#### Extract ####

Is it possible for the plaintiff’s lawyer to refresh the memory of his client on the witness stand, from the testimony he has provided at deposition? For instance, the client is on the witness stand, and his lawyer wants him to explain to the jury, when he last saw the doctor. The client is not sure, and he says that maybe he saw the doctor in October or November.

This means, he does not remember when he last saw this particular doctor. The lawyer would have submitted the medical records into evidence, which means the court, could find out when his client last saw the doctor. However, can the lawyer use something to refresh his client’s memory, rather than referring to the medical records?

Refreshing the Client’s Memory

The answer is yes. The lawyer can use something to refresh his client’s memory. After the medical malpractice lawsuit is filed, both parties have to give pre-trial testimony at a question and answer session held under oath, which is called a deposition. All that happens at a deposition is recorded by a court stenographer and is preserved in a book form called a transcript.

In this deposition, the plaintiff would have answered the defense lawyer, when he asked him about what happened. In fact, the defense lawyer had asked him the exact same question, as to when he last saw his doctor. The plaintiff had no problem remembering because the deposition took place very soon after he had filed the lawsuit. However, by the time the case had come to trial, two years had passed, and it was obvious he had trouble remembering the exact date.

#### Dataset entries ####

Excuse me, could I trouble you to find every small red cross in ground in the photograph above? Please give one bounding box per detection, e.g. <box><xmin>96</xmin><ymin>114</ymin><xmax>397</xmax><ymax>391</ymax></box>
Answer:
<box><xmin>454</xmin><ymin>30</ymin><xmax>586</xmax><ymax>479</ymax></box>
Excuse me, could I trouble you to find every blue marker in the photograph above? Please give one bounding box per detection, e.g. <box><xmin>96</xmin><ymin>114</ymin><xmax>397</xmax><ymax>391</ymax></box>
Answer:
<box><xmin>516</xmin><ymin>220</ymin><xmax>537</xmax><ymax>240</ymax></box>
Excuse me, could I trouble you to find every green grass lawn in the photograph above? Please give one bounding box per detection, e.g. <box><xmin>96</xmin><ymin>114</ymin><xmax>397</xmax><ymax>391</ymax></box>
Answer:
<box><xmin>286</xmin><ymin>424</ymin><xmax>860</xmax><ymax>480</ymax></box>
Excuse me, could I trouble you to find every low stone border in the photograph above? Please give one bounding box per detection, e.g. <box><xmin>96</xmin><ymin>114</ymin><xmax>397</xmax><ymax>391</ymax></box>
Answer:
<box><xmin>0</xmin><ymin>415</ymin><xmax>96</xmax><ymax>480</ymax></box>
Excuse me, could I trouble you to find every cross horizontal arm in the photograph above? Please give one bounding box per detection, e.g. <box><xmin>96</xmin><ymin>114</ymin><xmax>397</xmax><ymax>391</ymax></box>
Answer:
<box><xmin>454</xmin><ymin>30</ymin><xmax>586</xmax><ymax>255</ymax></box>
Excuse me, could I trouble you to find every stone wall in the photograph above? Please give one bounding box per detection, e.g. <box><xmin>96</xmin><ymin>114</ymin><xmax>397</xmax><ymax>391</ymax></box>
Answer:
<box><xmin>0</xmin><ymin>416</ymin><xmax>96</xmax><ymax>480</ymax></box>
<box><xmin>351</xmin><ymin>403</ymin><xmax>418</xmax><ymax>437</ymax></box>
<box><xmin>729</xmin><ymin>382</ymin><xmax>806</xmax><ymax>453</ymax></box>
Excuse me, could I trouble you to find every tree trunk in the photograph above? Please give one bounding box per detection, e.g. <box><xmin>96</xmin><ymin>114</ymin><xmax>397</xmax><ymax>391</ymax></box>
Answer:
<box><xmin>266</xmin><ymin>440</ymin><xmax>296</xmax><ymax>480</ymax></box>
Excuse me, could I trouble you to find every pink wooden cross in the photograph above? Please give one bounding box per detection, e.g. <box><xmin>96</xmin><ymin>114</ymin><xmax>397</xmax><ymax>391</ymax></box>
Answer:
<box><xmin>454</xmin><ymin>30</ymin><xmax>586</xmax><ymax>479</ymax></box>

####

Tasks to carry out:
[1] Transcribe the part of the passage on refreshing a client's memory that opens with the words containing "Is it possible" and closes with "the medical records?".
[2] Decide whether each statement agrees with the passage on refreshing a client's memory, answering yes or no and quoting the deciding words: (a) Everything said at a deposition is recorded by a court stenographer. (b) At the deposition, the defense lawyer did not ask the plaintiff when he last saw his doctor. (c) Three years passed between the deposition and the trial.
[3] Resume the passage on refreshing a client's memory, starting after its last sentence.

Your responses:
[1]
Is it possible for the plaintiff’s lawyer to refresh the memory of his client on the witness stand, from the testimony he has provided at deposition? For instance, the client is on the witness stand, and his lawyer wants him to explain to the jury, when he last saw the doctor. The client is not sure, and he says that maybe he saw the doctor in October or November.

This means, he does not remember when he last saw this particular doctor. The lawyer would have submitted the medical records into evidence, which means the court, could find out when his client last saw the doctor. However, can the lawyer use something to refresh his client’s memory, rather than referring to the medical records?

[2]
(a) Yes: "All that happens at a deposition is recorded by a court stenographer"
(b) No: "the defense lawyer had asked him the exact same question, as to when he last saw his doctor"
(c) No: "two years had passed"

[3]
Hence, the lawyer can pull out the transcript and refresh the memory of his client at trial. The lawyer could even mention that the deposition had taken place at such and such date, and the defense lawyer had asked him the same question for which he had given the reply as to when he had visited his doctor last. The lawyer can quote from the transcript and mention his client’s reply, and then ask if that had refreshed his memory.

Not just the Transcript

The lawyer has simply refreshed his client’s memory based on the testimony he had given two years earlier at the deposition. This can be done for everything, provided there is earlier testimony to that effect. Similarly, other documents could also be used to refresh the witness’s memory, and it does not have to be only the transcript. However, such documents should already have been submitted as evidence earlier.

Even though the client is prepared for the trial by his lawyer, there will be instances when the client might forget certain things that happened, because the trial is taking place after many days. Usually, for a medical malpractice case it could take over a year for the case to be heard in the court, after the deposition. The lapse in time could be due to many reasons; however, the point is, the witness need not worry if he has forgotten something, since their lawyer can always refresh their memory.